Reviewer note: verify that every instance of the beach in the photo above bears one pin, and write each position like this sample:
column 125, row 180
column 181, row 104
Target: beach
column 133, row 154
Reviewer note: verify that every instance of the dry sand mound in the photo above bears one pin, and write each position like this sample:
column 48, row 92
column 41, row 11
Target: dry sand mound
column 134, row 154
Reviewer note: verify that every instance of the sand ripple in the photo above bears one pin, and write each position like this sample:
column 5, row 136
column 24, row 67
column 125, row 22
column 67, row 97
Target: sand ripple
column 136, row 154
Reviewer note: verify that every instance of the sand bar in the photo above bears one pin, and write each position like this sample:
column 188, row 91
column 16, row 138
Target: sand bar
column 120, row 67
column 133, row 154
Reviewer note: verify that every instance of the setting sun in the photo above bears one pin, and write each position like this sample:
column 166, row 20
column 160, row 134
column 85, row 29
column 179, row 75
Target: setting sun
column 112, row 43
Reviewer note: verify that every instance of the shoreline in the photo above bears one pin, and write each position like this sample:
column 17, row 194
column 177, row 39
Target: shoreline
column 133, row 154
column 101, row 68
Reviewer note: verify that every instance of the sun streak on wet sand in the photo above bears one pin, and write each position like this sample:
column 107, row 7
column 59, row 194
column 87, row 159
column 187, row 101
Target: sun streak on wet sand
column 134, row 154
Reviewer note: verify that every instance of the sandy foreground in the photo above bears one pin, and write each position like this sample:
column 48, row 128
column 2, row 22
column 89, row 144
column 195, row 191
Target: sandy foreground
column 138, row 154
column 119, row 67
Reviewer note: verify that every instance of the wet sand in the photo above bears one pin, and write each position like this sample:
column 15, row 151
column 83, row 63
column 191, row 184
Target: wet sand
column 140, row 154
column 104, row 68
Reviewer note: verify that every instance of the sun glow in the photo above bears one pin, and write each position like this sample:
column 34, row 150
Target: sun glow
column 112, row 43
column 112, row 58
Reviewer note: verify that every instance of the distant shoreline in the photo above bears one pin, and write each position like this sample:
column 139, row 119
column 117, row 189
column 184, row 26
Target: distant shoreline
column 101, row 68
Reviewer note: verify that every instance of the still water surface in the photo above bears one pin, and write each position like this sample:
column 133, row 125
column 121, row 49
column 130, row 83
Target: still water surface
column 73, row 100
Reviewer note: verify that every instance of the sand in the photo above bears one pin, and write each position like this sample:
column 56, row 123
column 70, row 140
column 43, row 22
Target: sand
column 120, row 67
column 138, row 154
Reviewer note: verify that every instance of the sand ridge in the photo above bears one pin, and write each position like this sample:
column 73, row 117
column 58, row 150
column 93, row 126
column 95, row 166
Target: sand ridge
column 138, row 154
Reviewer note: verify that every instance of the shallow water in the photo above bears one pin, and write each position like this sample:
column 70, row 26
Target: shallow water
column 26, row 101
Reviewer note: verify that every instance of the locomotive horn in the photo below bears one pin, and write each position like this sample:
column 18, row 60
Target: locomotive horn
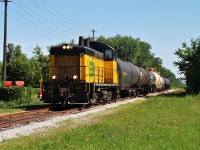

——

> Challenge
Reproduce the material above word for word, starting at its first line and ending with the line that contains "column 119, row 67". Include both of those end lines.

> Expected output
Reviewer note: verify that every instance of the beach in the photo above bears one pin, and write each position like this sample:
column 125, row 180
column 181, row 104
Target: beach
column 133, row 154
Reviewer note: verify that every instance of the dry sand mound in the photo above bears one pin, and write each position like this sample:
column 48, row 92
column 41, row 11
Target: dry sand mound
column 134, row 154
Reviewer note: verify that every instance of the sand ripple in the photo above bears one pin, and write each position like this sample:
column 5, row 136
column 24, row 67
column 125, row 22
column 67, row 97
Target: sand ripple
column 136, row 154
Reviewer note: verify that every instance of the sand bar in the photo above bears one pin, and write each position like this sample:
column 188, row 91
column 16, row 138
Target: sand bar
column 120, row 67
column 133, row 154
Reviewer note: verify that every instance of the setting sun in the photo above bears one pin, and write each position like this sample:
column 166, row 20
column 160, row 134
column 85, row 29
column 179, row 75
Target: setting sun
column 112, row 43
Reviewer note: verify that every instance of the shoreline in the photo above bears one pin, and write each position like this sample:
column 17, row 194
column 177, row 39
Target: shoreline
column 133, row 154
column 101, row 68
Reviewer note: verify that every instance of the sun streak on wet sand in the photo above bears one pin, and write each position like this sample:
column 107, row 7
column 59, row 194
column 87, row 159
column 187, row 101
Target: sun streak on wet sand
column 134, row 154
Reviewer note: verify that every instance of the sandy foreground in the photo above bears one pin, and write each position like this sample:
column 48, row 128
column 2, row 22
column 89, row 144
column 195, row 191
Target: sandy foreground
column 138, row 154
column 119, row 67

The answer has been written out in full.